----- Extracted text
Import the Pandas and Numpy libraries and load in the data file
---

In [None]:
import pandas as pd
import numpy as np

demo = pd.read_csv('Demographics.csv')
bmx = pd.read_csv('BodyMeasures.csv')

How much data is missing from each column?
---

In [None]:
valid_entries = demo.count()
total_rows = len(demo.index)
missing_data = total_rows - valid_entries
missing_data.head()

As a percentage
---

In [None]:
missing_percentage = missing_data / total_rows * 100
missing_percentage.head()

How much data is missing from each row?
---

In [None]:
missing_data = np.sum(demo.isnull(), axis=1)
num_cols = len(demo.columns)
missing_percentage = missing_data / num_cols * 100

missing_percentage.head()

What about entries equivalent to unknown?
---

DMDSCHOL - Now attending school? ([codebook entry](https://wwwn.cdc.gov/Nchs/Nhanes/1999-2000/DEMO.htm#DMDSCHOL))
----------
----- Material supplied
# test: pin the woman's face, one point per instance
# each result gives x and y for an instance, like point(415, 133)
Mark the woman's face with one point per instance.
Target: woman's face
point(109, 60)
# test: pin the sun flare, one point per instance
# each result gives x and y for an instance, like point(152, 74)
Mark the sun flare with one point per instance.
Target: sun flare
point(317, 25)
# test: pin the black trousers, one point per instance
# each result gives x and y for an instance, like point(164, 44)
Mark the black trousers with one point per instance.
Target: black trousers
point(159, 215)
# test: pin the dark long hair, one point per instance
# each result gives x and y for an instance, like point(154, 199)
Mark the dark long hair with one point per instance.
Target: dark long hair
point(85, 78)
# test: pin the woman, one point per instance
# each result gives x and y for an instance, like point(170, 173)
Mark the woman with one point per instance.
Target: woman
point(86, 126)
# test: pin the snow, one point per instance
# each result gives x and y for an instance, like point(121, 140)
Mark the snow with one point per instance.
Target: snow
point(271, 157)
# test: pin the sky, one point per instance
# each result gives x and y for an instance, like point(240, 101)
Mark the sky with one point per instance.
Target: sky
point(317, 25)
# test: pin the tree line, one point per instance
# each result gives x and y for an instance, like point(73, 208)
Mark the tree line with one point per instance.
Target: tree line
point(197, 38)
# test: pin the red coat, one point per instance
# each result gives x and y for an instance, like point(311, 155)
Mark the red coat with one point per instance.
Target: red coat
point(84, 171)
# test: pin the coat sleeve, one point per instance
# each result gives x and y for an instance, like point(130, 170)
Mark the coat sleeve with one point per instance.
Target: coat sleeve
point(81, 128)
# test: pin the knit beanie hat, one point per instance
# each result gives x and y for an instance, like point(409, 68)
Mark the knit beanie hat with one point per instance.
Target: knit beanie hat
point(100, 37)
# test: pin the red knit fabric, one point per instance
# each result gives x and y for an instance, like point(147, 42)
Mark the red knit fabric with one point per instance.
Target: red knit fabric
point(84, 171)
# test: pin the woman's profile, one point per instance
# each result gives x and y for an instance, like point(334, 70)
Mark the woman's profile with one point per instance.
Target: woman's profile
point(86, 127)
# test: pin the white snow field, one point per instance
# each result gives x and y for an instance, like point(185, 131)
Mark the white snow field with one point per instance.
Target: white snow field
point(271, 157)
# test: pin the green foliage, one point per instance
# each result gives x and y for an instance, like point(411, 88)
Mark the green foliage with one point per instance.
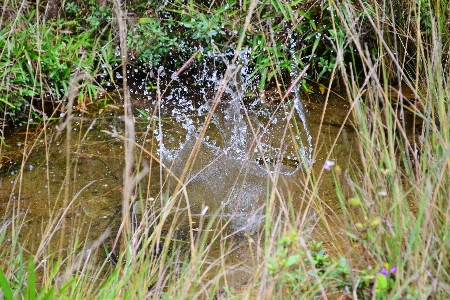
----------
__Problem__. Reproduce the passage of the missing-values notebook that opens with the words containing "As a percentage" and closes with "missing_data = np.sum(demo.isnull(), axis=1)". The data above have no connection to the missing-values notebook.

__Solved problem__.
As a percentage
---

In [None]:
missing_percentage = missing_data / total_rows * 100
missing_percentage.head()

How much data is missing from each row?
---

In [None]:
missing_data = np.sum(demo.isnull(), axis=1)